* BEGIN Provided text *

Sunday, June 23, 2024

The Massachusetts Institute of Technology will pay $750 million for the 14-acre Volpe parcel in Kendall Square. (Photo: John Hawkinson)

The Massachusetts Institute of Technology will pay $750 million to gain the rights to redevelop the Volpe Center 14-acre land parcel in Kendall Square, MIT and the U.S. General Services Administration announced this morning. The parcel is the last major undeveloped area in Kendall, and the timing of the agreement reflects a concerted push to finish the deal in the last days of the Obama administration after a multi-year procurement process to select a bidder.

The institute’s first task is a new building for the Department of Transportation; the cost will be subtracted from the $750 million, and MIT will pay the difference to the government after completion. The building will be designed by Skidmore, Owings & Merrill, an 80-year-old international architectural firm that completed the new Los Angeles federal courthouse last year.

MIT’s President L. Rafael Reif called Volpe an “opening that will not come again.”

* END Provided text *

** Tasks to complete **
a) Write out the passage of the Volpe article from "Sunday, June 23, 2024" up to and including "(Photo: John Hawkinson)".
b) Answer these questions from the Volpe article:
(i) How many acres is the Volpe land parcel?
(ii) Which architectural firm will design the new building for the Department of Transportation?
(iii) What did MIT's President L. Rafael Reif call Volpe?
c) Which people have their names appear in the Volpe article? List every one.
The entries after this point come from a separate source, not from the Volpe article.

* BEGIN Dataset excerpts *

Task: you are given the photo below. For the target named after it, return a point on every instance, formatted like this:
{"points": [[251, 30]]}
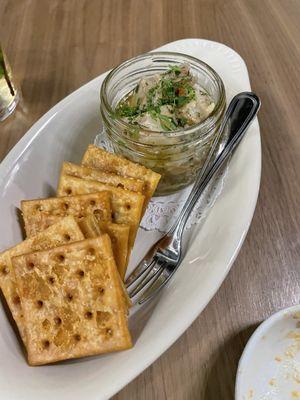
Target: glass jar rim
{"points": [[205, 125]]}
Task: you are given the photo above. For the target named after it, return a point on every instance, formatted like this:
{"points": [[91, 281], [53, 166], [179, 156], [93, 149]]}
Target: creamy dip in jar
{"points": [[163, 110]]}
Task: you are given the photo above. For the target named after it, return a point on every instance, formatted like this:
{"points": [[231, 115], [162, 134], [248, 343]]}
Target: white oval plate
{"points": [[31, 170], [269, 368]]}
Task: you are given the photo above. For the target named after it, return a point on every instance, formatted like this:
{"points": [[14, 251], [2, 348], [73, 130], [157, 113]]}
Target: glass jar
{"points": [[176, 155]]}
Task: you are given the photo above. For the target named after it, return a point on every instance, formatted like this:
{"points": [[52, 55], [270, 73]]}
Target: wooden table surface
{"points": [[55, 46]]}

* END Dataset excerpts *

** Exercise results **
a)
Sunday, June 23, 2024

The Massachusetts Institute of Technology will pay $750 million for the 14-acre Volpe parcel in Kendall Square. (Photo: John Hawkinson)

b)
(i) 14 acres
(ii) Skidmore, Owings & Merrill
(iii) An "opening that will not come again."

c) John Hawkinson, Obama, L. Rafael Reif